[BEGIN Available data]
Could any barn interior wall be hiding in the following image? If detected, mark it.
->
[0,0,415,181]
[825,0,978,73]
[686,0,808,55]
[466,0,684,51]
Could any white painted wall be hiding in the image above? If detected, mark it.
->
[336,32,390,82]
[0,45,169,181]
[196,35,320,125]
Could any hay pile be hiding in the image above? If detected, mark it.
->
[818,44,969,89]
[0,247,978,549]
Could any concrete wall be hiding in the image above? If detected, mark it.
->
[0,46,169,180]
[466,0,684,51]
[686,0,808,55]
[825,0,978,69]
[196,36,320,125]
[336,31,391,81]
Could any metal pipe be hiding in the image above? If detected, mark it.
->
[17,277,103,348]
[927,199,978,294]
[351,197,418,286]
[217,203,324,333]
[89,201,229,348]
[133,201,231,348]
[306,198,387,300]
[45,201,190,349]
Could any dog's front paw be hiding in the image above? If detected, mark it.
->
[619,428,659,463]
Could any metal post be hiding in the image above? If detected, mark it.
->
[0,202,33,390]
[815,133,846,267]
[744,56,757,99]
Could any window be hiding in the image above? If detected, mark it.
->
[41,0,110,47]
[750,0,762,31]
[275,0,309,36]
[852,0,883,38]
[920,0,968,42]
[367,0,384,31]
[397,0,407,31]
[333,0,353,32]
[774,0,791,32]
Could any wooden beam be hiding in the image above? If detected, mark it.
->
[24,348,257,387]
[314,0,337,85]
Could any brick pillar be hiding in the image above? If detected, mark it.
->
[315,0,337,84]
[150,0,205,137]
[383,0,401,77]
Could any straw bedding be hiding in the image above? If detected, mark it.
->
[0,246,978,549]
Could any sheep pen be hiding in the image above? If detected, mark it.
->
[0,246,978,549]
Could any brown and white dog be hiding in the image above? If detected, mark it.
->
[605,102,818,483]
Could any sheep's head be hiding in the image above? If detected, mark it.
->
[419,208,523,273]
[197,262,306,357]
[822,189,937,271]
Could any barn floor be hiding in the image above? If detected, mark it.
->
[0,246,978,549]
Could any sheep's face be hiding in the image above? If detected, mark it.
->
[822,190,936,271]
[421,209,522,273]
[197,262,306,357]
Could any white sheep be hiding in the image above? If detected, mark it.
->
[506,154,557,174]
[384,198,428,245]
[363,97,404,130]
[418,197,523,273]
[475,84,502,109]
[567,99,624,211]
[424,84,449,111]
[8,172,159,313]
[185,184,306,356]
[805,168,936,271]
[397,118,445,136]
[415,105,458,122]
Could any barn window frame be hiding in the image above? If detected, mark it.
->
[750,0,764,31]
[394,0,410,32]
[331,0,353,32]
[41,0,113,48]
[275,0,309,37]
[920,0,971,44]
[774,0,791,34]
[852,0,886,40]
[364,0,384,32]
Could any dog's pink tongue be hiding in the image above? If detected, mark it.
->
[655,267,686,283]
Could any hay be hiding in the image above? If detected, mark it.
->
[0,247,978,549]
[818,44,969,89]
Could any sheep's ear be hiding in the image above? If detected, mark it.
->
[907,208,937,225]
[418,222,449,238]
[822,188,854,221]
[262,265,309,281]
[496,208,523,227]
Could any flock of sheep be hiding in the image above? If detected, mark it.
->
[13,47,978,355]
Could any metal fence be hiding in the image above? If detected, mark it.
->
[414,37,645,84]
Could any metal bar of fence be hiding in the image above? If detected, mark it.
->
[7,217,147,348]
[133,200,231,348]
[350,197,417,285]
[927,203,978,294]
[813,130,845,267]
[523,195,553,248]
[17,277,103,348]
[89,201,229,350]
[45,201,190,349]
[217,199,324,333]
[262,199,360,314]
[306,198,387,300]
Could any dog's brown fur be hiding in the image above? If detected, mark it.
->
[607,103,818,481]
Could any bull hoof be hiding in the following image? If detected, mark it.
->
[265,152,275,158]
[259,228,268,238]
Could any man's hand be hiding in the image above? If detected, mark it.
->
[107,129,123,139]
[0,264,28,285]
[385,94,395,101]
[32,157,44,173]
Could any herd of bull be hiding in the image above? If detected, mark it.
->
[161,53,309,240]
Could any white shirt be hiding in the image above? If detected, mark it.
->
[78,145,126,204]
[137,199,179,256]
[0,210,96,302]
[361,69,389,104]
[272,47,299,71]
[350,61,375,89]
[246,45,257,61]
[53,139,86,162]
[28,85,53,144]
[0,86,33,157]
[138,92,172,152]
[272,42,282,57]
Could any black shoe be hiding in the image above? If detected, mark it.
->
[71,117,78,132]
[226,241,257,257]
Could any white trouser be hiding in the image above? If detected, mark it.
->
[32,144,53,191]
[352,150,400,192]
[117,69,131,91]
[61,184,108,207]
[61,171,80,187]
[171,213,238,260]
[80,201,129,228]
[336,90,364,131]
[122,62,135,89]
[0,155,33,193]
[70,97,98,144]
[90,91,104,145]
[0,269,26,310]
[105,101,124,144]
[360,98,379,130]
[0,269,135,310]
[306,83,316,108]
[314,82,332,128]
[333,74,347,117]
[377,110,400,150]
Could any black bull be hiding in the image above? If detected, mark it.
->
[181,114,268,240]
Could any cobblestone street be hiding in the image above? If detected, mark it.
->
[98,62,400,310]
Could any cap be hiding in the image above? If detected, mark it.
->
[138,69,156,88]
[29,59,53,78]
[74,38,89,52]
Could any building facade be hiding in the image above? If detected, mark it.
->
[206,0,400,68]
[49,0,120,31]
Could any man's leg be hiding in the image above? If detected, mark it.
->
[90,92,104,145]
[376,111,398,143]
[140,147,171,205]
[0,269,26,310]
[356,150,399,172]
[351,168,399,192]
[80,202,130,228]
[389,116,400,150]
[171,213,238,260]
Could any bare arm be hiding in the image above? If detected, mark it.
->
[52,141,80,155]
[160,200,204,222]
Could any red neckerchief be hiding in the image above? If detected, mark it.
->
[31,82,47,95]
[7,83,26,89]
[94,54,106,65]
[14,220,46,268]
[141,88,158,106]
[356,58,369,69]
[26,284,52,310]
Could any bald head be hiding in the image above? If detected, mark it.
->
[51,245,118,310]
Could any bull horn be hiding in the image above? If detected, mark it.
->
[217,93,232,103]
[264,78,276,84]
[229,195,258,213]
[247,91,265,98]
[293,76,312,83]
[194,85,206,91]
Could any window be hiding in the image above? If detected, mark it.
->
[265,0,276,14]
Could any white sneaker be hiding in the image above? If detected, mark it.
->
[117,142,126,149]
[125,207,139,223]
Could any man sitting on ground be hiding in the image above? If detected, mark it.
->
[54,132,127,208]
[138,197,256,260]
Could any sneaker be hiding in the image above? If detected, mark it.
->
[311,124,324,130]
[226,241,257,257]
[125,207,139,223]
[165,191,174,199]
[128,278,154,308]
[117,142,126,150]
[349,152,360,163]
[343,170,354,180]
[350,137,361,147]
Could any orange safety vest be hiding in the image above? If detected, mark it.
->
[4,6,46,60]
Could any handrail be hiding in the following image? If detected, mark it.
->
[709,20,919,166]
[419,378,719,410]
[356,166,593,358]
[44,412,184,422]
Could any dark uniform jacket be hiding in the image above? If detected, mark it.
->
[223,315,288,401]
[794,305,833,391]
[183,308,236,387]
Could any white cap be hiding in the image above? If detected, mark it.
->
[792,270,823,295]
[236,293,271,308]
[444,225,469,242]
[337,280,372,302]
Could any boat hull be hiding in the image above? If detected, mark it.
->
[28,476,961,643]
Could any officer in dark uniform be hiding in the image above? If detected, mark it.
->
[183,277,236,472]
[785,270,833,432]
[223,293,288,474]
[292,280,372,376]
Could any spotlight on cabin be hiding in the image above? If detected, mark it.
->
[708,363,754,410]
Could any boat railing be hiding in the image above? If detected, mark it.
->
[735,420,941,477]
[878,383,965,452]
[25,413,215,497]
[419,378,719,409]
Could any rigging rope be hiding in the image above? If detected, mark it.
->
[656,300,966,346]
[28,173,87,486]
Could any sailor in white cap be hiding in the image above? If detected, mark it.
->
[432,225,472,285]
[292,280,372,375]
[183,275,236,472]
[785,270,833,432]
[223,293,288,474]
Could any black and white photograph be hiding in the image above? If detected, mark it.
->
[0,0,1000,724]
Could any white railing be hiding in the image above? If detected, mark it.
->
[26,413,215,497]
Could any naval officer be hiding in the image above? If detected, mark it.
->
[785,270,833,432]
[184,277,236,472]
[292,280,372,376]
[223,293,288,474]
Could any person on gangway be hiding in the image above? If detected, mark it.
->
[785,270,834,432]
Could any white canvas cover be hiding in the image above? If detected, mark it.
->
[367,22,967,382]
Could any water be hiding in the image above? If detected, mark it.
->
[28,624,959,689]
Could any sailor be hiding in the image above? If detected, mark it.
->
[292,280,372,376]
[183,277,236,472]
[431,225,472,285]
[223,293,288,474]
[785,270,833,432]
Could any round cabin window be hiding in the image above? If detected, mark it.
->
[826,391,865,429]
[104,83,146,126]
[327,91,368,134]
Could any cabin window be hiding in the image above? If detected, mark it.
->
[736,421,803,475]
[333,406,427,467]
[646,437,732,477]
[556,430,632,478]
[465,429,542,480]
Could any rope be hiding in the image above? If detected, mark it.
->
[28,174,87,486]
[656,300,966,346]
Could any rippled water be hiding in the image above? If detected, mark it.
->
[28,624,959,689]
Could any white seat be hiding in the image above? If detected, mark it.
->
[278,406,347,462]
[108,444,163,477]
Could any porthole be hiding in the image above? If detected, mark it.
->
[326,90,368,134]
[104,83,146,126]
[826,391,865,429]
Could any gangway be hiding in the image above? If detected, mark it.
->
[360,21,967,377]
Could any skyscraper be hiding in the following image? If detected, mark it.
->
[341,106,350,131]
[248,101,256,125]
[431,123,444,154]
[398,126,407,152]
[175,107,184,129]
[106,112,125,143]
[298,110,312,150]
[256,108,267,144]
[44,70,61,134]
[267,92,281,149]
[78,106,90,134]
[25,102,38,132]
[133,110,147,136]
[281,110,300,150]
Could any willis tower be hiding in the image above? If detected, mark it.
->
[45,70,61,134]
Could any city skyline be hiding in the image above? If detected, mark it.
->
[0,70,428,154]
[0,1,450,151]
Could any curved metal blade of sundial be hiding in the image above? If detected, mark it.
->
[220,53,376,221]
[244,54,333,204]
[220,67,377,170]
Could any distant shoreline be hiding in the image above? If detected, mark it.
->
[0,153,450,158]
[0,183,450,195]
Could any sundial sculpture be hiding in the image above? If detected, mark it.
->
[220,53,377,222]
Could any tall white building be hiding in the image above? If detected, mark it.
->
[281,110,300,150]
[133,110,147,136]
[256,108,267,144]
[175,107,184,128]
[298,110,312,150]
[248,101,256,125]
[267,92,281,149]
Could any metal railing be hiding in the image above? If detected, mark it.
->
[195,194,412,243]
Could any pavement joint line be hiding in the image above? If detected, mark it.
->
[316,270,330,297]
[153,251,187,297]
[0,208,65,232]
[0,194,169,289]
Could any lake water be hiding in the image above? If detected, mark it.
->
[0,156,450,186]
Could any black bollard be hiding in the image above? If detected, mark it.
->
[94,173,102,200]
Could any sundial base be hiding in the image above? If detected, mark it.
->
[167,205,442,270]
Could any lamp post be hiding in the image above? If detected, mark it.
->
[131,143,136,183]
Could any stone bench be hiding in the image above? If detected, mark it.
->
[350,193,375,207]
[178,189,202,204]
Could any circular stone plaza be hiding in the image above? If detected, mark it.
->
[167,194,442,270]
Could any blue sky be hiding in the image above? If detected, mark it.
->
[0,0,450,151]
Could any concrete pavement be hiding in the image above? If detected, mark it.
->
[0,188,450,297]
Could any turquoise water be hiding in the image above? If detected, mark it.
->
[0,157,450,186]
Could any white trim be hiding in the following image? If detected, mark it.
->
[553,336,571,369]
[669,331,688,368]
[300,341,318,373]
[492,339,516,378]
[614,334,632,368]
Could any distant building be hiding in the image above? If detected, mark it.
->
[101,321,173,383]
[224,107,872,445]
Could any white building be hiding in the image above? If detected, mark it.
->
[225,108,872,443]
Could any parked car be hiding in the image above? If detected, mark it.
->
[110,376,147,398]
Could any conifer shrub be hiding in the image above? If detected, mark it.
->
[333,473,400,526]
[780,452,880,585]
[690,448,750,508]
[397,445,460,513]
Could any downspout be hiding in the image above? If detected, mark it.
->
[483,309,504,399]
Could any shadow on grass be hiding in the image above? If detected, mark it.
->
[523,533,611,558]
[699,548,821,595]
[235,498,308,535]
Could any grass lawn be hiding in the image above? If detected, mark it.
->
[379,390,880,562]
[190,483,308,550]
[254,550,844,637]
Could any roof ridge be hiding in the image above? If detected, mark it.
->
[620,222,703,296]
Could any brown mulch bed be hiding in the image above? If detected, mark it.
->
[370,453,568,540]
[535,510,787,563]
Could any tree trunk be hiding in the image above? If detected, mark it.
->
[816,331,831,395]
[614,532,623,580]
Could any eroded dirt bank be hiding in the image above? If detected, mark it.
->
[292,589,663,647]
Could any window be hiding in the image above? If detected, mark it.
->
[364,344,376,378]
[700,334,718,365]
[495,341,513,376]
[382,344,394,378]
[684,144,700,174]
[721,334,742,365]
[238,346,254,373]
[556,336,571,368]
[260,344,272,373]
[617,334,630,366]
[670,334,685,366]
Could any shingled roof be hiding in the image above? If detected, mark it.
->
[END Available data]
▶ Aim: Turn everything in the records above, from the line containing "Could any dark" down to the line containing "[419,378,719,409]", into a numbered list, leaving out any blank lines.

▶ Solution:
1. Could any dark uniform jacket be hiding in the image above? If detected, mark it.
2. ->
3. [223,315,288,401]
4. [794,305,833,391]
5. [183,308,236,387]
6. Could any white cap be hiding in the image above? If detected, mark it.
7. ->
8. [792,270,823,295]
9. [236,293,271,308]
10. [444,225,469,242]
11. [337,280,372,302]
12. Could any boat hull be hiding in the image above? If detected, mark it.
13. ->
14. [28,476,961,643]
15. Could any officer in dark uniform be hiding in the image above? If detected, mark it.
16. ->
17. [183,277,236,472]
18. [785,270,833,432]
19. [223,293,288,474]
20. [292,280,372,376]
21. Could any spotlight on cabin be hiding in the image above? If detected, mark it.
22. ->
23. [708,363,754,410]
24. Could any boat railing be hiding in the image above? If detected, mark it.
25. ->
26. [735,420,941,477]
27. [878,383,965,452]
28. [25,413,215,497]
29. [419,378,719,409]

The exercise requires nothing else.